Your instructions: Each record is to be printed again precisely as it reads.

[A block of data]
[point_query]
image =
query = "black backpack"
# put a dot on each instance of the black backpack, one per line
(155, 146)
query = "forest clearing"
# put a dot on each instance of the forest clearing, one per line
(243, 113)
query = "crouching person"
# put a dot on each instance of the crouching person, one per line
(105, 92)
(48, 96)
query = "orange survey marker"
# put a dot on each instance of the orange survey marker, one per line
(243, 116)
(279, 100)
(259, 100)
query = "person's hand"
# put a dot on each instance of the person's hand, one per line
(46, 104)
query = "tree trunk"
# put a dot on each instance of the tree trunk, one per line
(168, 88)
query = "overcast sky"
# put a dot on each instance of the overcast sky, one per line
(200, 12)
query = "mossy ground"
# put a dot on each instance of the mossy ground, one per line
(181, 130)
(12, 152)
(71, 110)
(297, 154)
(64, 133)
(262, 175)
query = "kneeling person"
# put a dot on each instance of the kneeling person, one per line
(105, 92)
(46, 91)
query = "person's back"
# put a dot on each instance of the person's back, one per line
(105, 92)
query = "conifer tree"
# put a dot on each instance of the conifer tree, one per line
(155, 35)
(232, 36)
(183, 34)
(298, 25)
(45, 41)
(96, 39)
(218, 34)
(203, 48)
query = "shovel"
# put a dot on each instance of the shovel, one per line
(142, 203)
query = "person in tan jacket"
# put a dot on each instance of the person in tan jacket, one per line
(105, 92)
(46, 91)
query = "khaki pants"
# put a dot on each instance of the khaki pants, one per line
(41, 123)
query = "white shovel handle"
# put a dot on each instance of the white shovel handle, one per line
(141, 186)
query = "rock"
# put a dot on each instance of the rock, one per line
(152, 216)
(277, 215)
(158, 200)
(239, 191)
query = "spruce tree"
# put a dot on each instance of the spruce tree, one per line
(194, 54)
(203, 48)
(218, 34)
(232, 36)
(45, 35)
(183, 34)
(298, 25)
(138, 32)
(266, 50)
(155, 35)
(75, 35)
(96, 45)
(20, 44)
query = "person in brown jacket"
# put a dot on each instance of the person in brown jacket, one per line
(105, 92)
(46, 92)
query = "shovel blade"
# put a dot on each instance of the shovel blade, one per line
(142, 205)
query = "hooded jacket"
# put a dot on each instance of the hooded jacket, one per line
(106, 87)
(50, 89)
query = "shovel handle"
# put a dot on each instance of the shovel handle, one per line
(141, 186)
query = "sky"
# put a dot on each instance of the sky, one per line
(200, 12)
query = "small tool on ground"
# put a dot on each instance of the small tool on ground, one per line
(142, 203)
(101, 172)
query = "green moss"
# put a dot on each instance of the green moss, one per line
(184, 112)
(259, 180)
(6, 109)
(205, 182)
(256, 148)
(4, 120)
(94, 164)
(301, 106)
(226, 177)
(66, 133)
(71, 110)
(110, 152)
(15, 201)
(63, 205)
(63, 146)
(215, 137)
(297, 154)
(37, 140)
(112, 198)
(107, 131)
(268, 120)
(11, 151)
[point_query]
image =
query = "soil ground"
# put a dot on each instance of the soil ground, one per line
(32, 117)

Output below:
[point_query]
image =
query = "black backpack"
# put a dot on each instance of the black backpack, one per line
(155, 146)
query = "forest clearing"
# put a dot on each instance of the forest clearing, one per line
(243, 113)
query = "crouching person"
# put a dot on each instance of the crouching person, one per line
(105, 92)
(48, 96)
query = "orange survey marker"
# put a dot on each instance of the orange survey marker, one per line
(243, 116)
(279, 100)
(259, 100)
query = "person's hand"
# put a dot on each instance of the person's hand, one per line
(46, 104)
query = "tree trunk"
# put a dot on each instance of the tree trunk, one per line
(168, 88)
query = "overcast sky"
# put a dot on each instance of the overcast sky, one per line
(200, 12)
query = "mossy ground"
# put a dot on each instance of the mossy ground, one per line
(181, 130)
(12, 152)
(71, 110)
(297, 154)
(64, 133)
(262, 175)
query = "kneeling person"
# put a dot on each instance of the kneeling person, one per line
(105, 92)
(46, 91)
query = "person's back"
# put a dot on each instance of the person's back, one per line
(105, 92)
query = "conifer tree"
# put a dot on each instance of the conifer tree, one per line
(155, 35)
(232, 36)
(183, 34)
(298, 25)
(45, 41)
(96, 39)
(218, 34)
(203, 48)
query = "shovel"
# put a dot on each instance of the shovel, one per line
(142, 203)
query = "person in tan jacket"
# put a dot on each instance of the person in tan jacket, one per line
(105, 92)
(46, 91)
query = "khaki pants"
# put a dot on each instance of the khaki pants, one per line
(41, 123)
query = "white shovel handle"
# put a dot on each instance of the white shovel handle, one per line
(141, 186)
query = "rock"
# put a dot on each instance of the rock, one per line
(152, 216)
(277, 215)
(158, 200)
(239, 191)
query = "spruce tree"
# put a dot on each instance of the spruce tree, one per line
(194, 54)
(203, 48)
(218, 34)
(232, 36)
(45, 35)
(183, 34)
(298, 25)
(138, 32)
(266, 50)
(155, 35)
(75, 35)
(96, 45)
(20, 44)
query = "person in brown jacket"
# put a dot on each instance of the person in brown jacket, one per line
(105, 92)
(46, 92)
query = "shovel blade"
# put a dot on each instance of the shovel blade, one per line
(142, 205)
query = "hooded jacket"
# put a dot on each instance of the hooded jacket, one per line
(106, 87)
(50, 89)
query = "shovel handle"
# put a dot on each instance of the shovel handle, one per line
(141, 186)
query = "sky"
# put a dot on each instance of the sky, one per line
(200, 12)
query = "small tool on ground"
# put a dot on each instance of the small tool on ground, one per line
(142, 203)
(101, 172)
query = "green moss"
# put a dot on each instance of the green moss, one per line
(184, 112)
(259, 180)
(6, 109)
(205, 182)
(256, 148)
(4, 120)
(94, 164)
(301, 106)
(226, 177)
(66, 133)
(71, 110)
(110, 152)
(15, 201)
(63, 205)
(63, 146)
(215, 137)
(297, 154)
(37, 140)
(112, 198)
(107, 131)
(268, 120)
(11, 151)
[point_query]
image =
query = "soil ground"
# put a dot on each instance of the soil ground, one per line
(32, 117)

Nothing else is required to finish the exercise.